=== Source records ===
————

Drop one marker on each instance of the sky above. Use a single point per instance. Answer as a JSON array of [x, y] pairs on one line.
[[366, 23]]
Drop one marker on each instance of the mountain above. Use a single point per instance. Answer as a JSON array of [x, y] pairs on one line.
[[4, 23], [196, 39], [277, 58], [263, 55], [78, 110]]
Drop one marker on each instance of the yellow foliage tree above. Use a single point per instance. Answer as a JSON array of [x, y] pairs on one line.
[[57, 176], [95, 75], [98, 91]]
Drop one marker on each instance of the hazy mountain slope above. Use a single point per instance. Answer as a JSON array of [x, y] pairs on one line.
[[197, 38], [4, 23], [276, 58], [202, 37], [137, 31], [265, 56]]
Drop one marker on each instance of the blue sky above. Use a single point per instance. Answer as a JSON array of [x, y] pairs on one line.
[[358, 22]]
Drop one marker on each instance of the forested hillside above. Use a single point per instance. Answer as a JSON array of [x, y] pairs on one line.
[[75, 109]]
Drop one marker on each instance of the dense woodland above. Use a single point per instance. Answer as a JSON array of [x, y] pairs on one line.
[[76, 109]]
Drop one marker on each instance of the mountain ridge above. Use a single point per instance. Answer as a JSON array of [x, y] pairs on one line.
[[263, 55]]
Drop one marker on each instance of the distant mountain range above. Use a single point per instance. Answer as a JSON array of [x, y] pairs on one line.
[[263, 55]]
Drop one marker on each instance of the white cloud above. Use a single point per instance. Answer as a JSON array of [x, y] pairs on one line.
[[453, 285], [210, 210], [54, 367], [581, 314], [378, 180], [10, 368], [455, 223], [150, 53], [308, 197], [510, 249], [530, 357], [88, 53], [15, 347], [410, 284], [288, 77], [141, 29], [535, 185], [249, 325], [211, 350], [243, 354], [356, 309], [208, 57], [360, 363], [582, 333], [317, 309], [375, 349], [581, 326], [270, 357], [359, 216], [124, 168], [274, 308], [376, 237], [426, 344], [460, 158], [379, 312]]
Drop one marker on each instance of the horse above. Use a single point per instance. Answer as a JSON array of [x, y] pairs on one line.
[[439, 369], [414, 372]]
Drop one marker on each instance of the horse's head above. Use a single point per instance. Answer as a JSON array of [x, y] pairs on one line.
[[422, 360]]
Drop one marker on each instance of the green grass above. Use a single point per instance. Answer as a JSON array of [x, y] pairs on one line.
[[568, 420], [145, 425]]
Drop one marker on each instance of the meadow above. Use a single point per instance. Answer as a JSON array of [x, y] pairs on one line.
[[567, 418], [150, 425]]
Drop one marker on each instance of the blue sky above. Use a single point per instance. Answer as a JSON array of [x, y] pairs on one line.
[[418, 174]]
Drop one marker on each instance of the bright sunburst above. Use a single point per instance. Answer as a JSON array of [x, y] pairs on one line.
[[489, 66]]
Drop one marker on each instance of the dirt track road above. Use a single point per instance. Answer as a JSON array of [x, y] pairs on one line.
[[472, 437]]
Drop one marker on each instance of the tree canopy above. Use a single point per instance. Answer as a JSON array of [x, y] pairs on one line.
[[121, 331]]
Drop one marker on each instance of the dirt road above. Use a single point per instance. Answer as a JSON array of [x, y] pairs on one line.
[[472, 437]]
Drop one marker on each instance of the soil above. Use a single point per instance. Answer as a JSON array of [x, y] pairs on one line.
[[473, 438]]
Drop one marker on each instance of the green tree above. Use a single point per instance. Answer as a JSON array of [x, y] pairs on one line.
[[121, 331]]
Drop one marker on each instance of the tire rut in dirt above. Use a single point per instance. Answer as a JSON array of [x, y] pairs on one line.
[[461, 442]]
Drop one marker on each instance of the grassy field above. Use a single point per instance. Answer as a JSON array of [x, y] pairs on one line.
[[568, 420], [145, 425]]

————

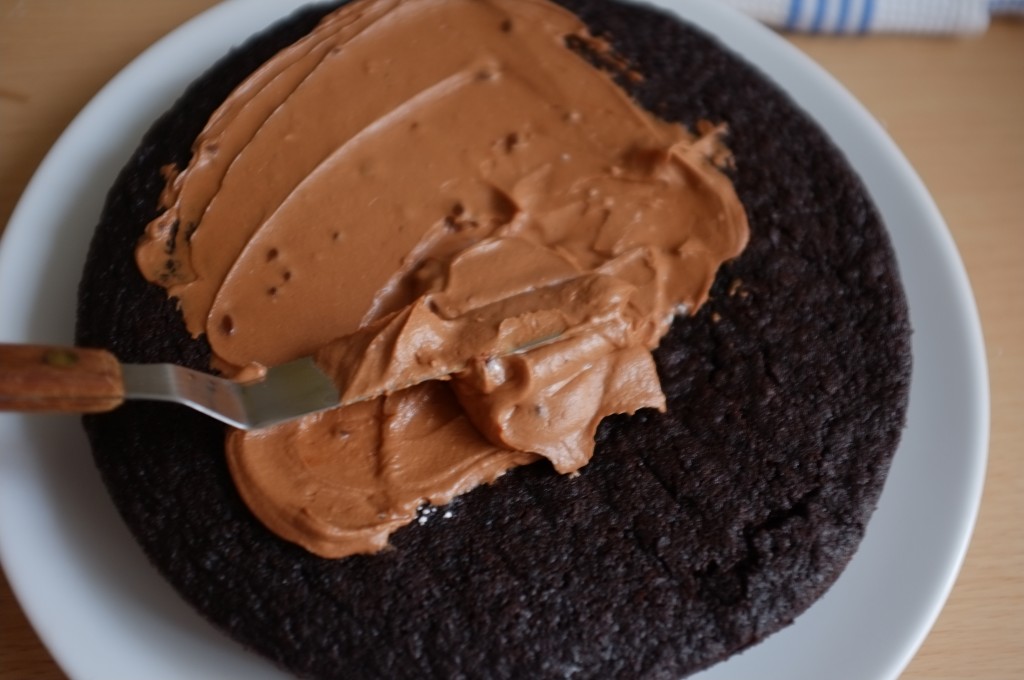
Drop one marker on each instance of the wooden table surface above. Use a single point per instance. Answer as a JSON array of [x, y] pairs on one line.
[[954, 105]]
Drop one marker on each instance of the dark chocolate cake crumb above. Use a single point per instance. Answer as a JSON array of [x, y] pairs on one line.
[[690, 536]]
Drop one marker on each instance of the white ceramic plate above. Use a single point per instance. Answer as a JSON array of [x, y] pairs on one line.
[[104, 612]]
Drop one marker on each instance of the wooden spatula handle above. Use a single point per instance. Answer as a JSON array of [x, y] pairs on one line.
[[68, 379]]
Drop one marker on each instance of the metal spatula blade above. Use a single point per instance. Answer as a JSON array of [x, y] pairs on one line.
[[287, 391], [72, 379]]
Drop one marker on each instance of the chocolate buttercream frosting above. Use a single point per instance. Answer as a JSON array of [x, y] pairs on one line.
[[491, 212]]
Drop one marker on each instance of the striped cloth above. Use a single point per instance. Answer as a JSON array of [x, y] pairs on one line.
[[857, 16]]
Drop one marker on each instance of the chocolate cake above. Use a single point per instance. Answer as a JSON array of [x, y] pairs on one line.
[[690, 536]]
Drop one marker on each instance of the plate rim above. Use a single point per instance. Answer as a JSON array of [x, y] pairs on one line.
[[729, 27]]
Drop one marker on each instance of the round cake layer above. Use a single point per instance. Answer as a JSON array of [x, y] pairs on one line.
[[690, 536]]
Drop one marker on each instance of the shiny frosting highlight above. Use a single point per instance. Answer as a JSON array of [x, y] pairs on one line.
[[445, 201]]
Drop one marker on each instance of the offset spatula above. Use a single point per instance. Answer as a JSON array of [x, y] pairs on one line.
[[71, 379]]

————

=== Exercise ===
Rewrite the stretch of records from the line containing "Drop one marker on each instance of the green grass" through the line containing "[[461, 442]]", swapping "meadow" for "pasture" and leaving everything else unchanged.

=== Response to this exercise ===
Drop one marker on each instance of the green grass above. Use a single point per instance. Answer as a JSON array of [x, y] pairs on one line.
[[568, 420], [145, 425]]
Drop one marker on each instance of the pasture above. Use a single point per instance. Answer as a JSON array of [x, y] pairs on one line.
[[567, 418], [150, 425]]
Drop one marker on each instance of the blue sky above. Use a single point per instance. Answer as a JSON array of [x, y] pairs on one line.
[[418, 174]]
Drop one marker on each instance of the bright sunburst above. Use a single point per instance. Answer as a JSON array of [x, y] pairs on one line.
[[489, 66]]
Drop one marker on each instance of the dirt track road above. Use a single point per instance. Answer as a JSON array of [x, y] pairs on one line.
[[472, 437]]
Drop one marker on each instance of the tree canopy above. Use a single point per instance. Answer as a JSON array of [x, y] pairs on one line.
[[121, 331]]
Drop one marker on each instance of the dirt road above. Use a single point per instance. Answer as a JSON array of [x, y] pairs on one line.
[[472, 437]]
Drop one marker on each instance of the soil above. Use a single point per instance. Answer as a JSON array of [x, y] pairs on one line.
[[473, 438]]
Drop one marker on each instance of the green tree above. Use a single point per instance. Answer as a JSON array of [x, y] pairs on one line.
[[121, 331]]
Drop one marker on each instance of the tire rut in dirt above. Use a single point per instance. Answer as a JSON array of [x, y] pairs on one line.
[[461, 442]]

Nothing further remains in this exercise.